[Data entries]
#####
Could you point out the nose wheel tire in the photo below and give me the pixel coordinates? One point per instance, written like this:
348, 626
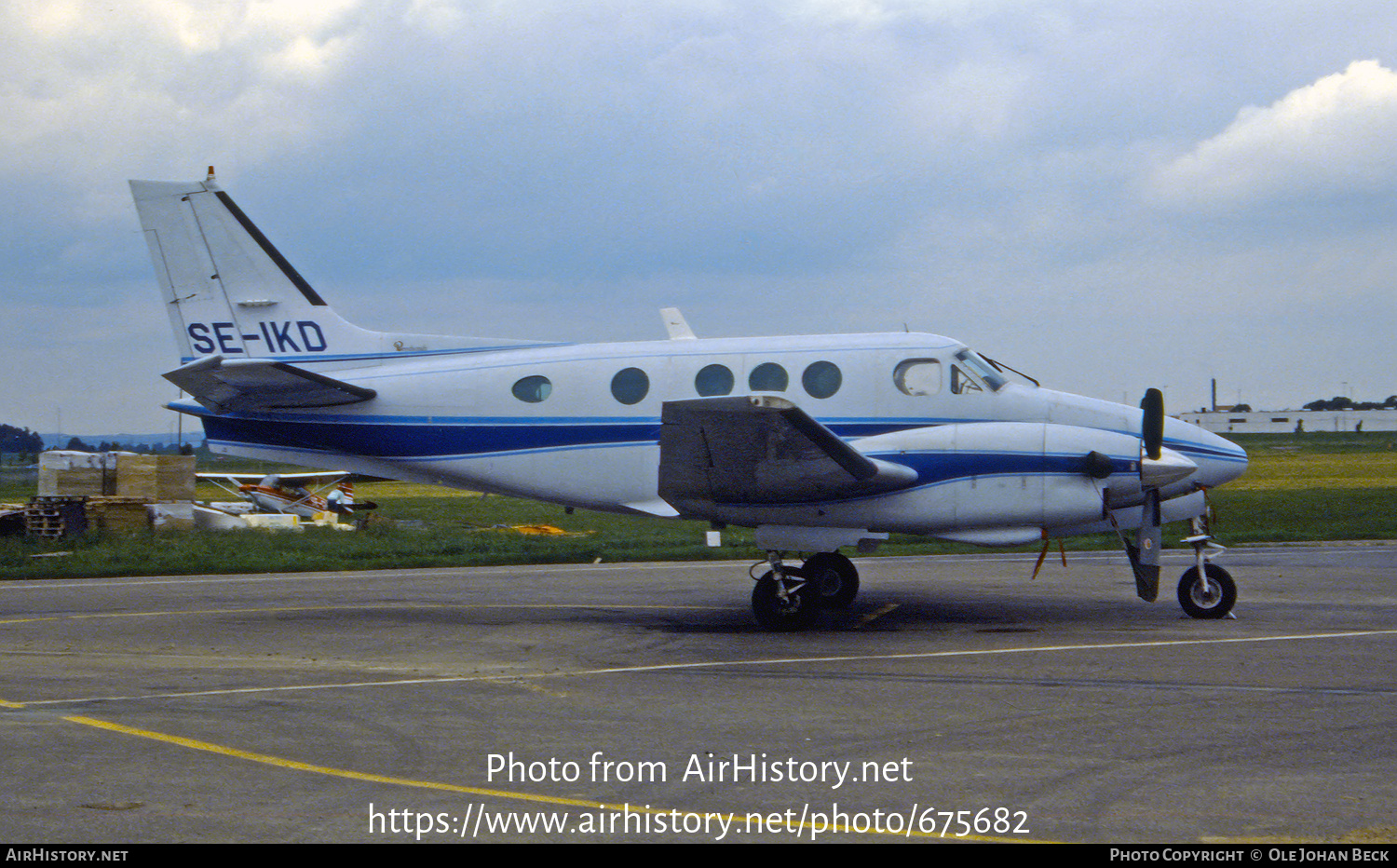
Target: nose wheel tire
834, 576
1213, 603
784, 604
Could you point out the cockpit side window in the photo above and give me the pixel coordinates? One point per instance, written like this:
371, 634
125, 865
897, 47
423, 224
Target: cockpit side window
918, 376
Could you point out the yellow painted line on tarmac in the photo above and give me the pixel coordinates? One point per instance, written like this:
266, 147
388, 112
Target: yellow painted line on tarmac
505, 794
872, 617
362, 605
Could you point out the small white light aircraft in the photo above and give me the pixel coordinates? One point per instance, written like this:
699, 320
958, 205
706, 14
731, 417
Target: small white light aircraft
288, 494
816, 442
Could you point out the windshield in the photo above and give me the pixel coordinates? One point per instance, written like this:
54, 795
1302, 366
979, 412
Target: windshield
983, 369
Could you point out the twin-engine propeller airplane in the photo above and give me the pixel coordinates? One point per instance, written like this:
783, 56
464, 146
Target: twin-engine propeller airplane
816, 442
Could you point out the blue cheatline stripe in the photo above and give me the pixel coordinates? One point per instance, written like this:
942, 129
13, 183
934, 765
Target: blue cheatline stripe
424, 440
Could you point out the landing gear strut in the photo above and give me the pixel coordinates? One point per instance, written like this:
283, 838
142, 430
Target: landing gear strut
791, 597
1206, 590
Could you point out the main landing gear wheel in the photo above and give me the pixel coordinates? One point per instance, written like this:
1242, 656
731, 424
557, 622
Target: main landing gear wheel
1214, 603
834, 576
784, 604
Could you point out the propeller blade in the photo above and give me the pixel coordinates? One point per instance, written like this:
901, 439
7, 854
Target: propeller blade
1151, 422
#####
§ Exercise objective
Reproduce the lines above exactly, please, but not the pictures in them.

§ Task result
Could you point out the nose wheel tire in the photo below and give me the pixel coordinates? One point per instance, written like this:
348, 626
Target: nose wheel tire
834, 576
1213, 603
784, 604
Could you point out the cockpit side window in the photo above and give me the pixel coordinates? One point per instance, written like this:
371, 634
125, 865
897, 47
423, 224
Target: cockpit side window
918, 376
Could you point out the yellow painted line on tarmac in the photo above and give me the pixel coordinates? One point per instance, written like this:
266, 147
388, 112
Target: yellow painted line on tarmac
505, 794
872, 617
362, 605
Could you point out the small white light aircraft in the photo above and give me the pixel coordinates? One point per instance, written like this:
699, 320
958, 205
706, 14
731, 417
Target: small white light aircraft
288, 494
816, 442
Could you point out the windshield in the photo above and give me the pixel coordinates? One point per instance, written like this:
54, 795
1302, 366
979, 412
Target: windshield
983, 369
Could you point out the twin-engine propeller airplane in the photo above and give me the pixel coordinates? One point per instance, written like this:
783, 56
464, 146
Target: twin-engine propeller airplane
816, 442
Could you point out the blue cheatline stripe in the photo above and give me the pixel coordinates? One point per instance, written like this:
942, 129
13, 183
934, 765
Target: blue cheatline stripe
424, 440
Could you point out the landing gear strut in the photo above and give me the pixel coordinates? One point per instance, written like this:
283, 838
142, 430
Target: landing gear strut
791, 597
1206, 590
Could you point out the main landing gear wheel in the photo above and give me the pixel coordinates? One point per instance, written like this:
1242, 656
731, 424
557, 622
Target: main landing gear wheel
1214, 603
834, 576
784, 604
Could you point out the propeller blade in the photo above and give me the pixel coordinates? One point per instance, written like this:
901, 439
7, 854
Target: propeller blade
1151, 422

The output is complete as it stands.